Please tally how many lines of the records below include the word "folded". Reply with the number alone.

----------------------------------------

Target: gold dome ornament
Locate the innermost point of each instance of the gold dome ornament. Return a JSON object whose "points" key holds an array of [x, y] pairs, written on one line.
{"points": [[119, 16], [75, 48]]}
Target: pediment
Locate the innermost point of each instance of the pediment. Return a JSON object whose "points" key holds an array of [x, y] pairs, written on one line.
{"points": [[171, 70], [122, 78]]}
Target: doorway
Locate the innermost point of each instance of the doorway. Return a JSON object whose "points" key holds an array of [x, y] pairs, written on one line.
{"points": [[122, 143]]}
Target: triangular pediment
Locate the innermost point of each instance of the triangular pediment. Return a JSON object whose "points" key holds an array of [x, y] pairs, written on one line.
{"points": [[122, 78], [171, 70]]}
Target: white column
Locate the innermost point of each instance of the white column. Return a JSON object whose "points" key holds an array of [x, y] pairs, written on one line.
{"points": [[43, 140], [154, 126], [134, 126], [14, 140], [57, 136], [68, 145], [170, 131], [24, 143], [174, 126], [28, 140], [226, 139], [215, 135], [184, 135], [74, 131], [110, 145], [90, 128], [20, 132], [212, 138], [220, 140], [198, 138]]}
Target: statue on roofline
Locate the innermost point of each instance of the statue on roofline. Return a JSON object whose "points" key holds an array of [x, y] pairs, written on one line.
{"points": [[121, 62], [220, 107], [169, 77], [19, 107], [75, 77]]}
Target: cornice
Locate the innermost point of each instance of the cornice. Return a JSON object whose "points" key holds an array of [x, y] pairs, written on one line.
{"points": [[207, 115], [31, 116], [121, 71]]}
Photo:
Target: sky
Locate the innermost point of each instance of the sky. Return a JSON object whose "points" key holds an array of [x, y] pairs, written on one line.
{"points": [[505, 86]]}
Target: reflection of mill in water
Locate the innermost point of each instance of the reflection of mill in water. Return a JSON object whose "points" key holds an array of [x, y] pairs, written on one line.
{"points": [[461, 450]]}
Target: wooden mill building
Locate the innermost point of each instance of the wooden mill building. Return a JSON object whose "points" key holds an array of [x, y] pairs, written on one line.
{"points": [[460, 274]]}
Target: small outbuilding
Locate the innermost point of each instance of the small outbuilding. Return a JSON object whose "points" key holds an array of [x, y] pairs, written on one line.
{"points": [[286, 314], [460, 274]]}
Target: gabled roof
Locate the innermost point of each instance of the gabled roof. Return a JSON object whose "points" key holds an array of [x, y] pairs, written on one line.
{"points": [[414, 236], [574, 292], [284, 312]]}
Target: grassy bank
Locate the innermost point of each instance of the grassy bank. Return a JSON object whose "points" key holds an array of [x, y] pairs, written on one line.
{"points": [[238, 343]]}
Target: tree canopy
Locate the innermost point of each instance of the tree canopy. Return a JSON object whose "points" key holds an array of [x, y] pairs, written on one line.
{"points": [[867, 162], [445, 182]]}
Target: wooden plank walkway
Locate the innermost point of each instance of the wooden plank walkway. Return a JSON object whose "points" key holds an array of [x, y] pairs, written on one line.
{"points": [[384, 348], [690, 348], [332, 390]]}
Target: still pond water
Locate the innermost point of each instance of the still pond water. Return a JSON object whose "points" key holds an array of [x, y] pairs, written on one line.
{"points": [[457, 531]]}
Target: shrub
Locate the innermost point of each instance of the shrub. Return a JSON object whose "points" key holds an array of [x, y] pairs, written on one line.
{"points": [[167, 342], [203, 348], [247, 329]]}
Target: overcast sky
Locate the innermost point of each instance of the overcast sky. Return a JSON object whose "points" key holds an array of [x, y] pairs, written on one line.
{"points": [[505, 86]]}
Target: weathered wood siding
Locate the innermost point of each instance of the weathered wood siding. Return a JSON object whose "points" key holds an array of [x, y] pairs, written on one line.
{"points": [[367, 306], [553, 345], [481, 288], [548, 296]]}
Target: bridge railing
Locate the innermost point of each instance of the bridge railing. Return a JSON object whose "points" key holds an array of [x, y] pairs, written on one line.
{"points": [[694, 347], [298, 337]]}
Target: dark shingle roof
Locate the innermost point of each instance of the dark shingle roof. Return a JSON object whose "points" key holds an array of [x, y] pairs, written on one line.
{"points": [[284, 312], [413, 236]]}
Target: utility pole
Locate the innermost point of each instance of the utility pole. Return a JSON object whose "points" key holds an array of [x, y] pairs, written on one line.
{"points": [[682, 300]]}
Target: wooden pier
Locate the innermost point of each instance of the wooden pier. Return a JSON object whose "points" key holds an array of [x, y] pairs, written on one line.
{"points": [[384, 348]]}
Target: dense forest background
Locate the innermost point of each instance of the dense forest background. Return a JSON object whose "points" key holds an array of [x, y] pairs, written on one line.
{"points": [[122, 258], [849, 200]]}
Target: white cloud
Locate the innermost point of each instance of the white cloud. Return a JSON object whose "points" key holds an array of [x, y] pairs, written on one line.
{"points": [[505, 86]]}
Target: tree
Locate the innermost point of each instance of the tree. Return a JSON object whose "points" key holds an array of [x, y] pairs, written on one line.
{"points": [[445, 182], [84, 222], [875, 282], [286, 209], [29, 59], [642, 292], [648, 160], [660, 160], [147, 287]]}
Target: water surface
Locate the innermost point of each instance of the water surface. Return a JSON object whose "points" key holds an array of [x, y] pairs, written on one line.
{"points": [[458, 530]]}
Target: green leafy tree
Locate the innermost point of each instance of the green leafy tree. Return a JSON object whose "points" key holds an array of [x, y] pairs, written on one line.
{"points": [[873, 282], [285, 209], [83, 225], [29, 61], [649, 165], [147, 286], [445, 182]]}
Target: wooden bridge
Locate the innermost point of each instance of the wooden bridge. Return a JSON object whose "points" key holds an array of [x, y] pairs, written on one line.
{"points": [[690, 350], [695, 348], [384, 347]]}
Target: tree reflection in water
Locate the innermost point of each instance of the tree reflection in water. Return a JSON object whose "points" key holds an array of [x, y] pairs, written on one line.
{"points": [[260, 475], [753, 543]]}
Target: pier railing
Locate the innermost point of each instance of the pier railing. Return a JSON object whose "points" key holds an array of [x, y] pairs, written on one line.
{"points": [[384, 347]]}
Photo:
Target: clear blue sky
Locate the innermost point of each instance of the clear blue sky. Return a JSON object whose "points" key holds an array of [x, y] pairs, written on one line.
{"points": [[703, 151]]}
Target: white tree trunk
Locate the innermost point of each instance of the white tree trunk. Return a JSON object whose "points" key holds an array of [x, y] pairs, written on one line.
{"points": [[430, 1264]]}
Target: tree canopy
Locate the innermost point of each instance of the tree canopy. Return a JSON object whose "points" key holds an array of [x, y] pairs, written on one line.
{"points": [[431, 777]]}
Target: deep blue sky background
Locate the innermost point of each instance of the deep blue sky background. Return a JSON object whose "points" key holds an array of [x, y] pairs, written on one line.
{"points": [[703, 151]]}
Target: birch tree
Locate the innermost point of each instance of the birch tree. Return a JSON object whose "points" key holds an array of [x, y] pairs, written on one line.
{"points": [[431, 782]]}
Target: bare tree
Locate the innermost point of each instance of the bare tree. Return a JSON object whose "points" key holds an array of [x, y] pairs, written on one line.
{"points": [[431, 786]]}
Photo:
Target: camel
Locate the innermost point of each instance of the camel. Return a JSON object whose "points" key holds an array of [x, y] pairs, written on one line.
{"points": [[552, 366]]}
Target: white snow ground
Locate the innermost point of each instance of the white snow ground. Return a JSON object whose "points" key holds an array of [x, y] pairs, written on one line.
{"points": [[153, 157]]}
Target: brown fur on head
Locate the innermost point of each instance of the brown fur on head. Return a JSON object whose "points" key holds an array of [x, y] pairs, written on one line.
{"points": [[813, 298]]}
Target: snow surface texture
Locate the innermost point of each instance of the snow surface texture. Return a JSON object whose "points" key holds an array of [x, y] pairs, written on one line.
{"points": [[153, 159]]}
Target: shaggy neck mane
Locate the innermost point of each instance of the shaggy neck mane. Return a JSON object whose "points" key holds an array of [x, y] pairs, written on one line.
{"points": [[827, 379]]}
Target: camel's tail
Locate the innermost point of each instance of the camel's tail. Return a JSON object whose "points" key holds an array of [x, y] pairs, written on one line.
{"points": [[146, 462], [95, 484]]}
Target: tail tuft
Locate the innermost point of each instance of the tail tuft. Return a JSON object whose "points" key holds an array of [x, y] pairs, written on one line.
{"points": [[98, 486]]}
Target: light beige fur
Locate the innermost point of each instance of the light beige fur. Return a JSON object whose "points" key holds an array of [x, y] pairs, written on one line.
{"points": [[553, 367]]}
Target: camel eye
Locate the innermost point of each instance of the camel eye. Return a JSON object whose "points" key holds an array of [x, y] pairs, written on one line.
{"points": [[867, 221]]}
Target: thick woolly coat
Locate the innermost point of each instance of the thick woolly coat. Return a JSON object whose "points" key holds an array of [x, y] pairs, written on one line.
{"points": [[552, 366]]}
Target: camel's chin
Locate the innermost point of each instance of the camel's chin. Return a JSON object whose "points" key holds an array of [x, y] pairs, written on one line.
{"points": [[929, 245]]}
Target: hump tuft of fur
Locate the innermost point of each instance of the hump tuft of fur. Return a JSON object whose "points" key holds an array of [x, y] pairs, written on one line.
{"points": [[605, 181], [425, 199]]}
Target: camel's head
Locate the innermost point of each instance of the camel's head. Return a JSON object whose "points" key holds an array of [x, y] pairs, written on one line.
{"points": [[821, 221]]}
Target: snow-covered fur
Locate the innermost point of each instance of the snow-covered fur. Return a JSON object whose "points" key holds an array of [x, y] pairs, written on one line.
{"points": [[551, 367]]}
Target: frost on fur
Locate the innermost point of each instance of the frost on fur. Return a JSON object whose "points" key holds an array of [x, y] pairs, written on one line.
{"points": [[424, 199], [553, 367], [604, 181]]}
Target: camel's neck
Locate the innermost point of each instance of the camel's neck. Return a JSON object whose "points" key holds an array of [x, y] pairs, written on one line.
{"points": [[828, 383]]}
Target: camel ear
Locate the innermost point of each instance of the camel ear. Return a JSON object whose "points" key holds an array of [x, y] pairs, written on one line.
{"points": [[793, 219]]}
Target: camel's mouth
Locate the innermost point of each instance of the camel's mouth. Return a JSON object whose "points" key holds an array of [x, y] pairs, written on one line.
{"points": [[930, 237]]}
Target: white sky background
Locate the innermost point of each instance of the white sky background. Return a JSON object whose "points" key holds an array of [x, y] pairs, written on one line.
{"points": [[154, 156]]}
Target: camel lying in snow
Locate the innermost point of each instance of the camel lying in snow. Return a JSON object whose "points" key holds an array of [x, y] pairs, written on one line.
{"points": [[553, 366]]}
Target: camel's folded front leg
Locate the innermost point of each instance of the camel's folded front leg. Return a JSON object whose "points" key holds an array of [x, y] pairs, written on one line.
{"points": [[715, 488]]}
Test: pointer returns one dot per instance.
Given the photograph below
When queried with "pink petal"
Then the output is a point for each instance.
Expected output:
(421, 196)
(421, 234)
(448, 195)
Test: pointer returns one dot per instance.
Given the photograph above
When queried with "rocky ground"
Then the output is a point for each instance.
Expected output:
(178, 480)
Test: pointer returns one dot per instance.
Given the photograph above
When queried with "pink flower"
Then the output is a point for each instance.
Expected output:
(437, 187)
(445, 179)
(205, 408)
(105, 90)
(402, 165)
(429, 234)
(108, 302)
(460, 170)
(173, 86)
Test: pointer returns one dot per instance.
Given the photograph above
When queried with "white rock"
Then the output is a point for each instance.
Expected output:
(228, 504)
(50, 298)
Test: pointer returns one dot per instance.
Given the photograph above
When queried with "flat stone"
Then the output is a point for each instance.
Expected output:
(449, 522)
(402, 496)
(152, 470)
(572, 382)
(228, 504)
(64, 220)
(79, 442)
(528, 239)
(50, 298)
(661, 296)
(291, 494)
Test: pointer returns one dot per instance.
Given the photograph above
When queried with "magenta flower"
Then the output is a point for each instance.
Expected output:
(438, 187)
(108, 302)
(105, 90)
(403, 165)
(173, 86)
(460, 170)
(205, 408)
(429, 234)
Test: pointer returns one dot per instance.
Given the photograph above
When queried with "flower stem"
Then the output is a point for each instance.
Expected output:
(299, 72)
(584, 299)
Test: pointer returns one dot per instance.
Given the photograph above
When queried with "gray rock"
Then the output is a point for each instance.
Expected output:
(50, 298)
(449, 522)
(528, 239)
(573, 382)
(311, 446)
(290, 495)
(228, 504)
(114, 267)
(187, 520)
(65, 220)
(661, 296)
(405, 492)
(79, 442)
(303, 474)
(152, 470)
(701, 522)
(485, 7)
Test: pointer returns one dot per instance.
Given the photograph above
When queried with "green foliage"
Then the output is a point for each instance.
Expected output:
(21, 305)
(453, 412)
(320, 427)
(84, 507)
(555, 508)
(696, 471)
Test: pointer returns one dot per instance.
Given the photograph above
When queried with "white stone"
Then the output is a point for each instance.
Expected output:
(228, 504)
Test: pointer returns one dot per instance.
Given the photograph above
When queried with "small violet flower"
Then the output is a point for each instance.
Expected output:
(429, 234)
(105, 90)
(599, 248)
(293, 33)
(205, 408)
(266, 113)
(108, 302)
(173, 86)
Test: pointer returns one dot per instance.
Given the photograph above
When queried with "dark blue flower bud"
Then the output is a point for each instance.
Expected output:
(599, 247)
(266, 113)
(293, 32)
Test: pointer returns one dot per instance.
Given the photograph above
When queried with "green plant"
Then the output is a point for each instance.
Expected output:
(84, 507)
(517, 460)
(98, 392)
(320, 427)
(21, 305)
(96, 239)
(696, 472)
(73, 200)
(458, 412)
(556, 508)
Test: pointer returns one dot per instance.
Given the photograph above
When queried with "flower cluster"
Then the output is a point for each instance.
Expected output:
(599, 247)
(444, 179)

----------------------------------------

RESULT OF THE TASK:
2